[Objective]
Copy the items below word for word, from their very start through the line containing "94 115 150 182", including that line.
****************
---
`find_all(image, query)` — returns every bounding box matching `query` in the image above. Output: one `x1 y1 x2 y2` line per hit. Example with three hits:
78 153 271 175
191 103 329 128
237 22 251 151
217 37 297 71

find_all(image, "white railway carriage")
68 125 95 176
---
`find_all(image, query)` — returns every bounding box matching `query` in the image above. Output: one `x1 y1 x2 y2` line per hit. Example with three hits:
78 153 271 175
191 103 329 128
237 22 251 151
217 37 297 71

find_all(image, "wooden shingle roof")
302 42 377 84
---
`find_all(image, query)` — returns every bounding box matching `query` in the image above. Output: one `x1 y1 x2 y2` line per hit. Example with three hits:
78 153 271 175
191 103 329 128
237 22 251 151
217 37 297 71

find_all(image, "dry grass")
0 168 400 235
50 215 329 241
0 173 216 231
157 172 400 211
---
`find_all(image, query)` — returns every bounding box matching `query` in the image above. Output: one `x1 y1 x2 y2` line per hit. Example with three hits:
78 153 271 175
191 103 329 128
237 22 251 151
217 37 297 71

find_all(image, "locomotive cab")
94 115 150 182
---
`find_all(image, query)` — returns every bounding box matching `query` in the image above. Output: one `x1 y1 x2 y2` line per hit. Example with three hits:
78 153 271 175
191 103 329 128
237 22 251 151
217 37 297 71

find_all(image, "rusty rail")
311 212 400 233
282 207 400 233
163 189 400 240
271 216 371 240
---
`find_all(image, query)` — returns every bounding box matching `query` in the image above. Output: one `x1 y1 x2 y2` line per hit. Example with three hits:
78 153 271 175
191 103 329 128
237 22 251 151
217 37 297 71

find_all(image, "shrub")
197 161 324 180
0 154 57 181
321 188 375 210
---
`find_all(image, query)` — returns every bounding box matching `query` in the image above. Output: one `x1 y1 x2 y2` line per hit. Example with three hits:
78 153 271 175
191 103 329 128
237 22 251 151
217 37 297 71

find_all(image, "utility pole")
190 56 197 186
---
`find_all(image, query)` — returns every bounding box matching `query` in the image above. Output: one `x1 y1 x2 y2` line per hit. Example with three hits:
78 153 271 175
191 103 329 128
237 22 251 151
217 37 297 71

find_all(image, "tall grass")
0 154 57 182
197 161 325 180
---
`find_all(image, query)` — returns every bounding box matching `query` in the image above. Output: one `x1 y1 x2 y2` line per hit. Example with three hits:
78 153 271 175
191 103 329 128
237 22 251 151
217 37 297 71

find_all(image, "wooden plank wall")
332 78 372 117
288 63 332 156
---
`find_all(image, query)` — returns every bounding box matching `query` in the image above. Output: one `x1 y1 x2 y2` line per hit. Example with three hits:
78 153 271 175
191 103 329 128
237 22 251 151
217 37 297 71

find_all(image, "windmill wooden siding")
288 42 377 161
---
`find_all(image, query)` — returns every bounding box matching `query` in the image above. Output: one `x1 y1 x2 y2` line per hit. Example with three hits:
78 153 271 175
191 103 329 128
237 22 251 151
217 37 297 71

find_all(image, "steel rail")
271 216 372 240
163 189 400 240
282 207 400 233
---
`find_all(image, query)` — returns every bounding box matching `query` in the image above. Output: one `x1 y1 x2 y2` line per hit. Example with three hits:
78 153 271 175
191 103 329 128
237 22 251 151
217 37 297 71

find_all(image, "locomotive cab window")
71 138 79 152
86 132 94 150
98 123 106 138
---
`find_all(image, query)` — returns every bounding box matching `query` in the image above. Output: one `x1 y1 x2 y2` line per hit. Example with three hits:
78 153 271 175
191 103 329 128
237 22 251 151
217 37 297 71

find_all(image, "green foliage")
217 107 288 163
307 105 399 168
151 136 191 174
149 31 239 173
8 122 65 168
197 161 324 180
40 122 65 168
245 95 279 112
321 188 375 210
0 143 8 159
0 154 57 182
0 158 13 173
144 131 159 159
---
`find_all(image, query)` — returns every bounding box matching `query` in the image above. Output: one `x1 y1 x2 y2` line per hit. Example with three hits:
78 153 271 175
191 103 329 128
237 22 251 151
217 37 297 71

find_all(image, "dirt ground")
****************
[Exercise result]
---
`find_all(image, query)` — returns every bounding box matching `query` in the image above. Output: one `x1 y1 x2 y2` line per hit. Example with three hits:
78 153 271 175
191 103 329 128
237 22 251 151
217 37 297 71

find_all(image, "white railway carriage")
68 125 95 176
---
`find_all(image, query)` — returns every bounding box matching `query` in the image above. Output: one `x1 y1 x2 y2` line per hit. Example with three hits:
78 153 271 175
191 103 329 128
237 22 251 151
217 37 297 71

find_all(image, "wooden shingle roof")
302 42 377 84
---
`find_all(image, query)` — returns every bounding box matching `query` in the image above. Output: one `x1 y1 x2 y2` line per hit. Example with three hits:
78 153 271 175
191 103 329 128
237 22 251 151
217 37 297 71

find_all(image, "dry grass")
0 168 400 235
50 215 329 241
0 173 216 231
157 172 400 211
---
`find_all(image, query)` — returns every bounding box matching `query` in the image above. Output: one `x1 y1 x2 y2` line per hit. Example with three hits:
78 153 271 175
191 103 329 128
237 22 251 151
217 37 297 71

find_all(image, "locomotive cab")
94 115 150 182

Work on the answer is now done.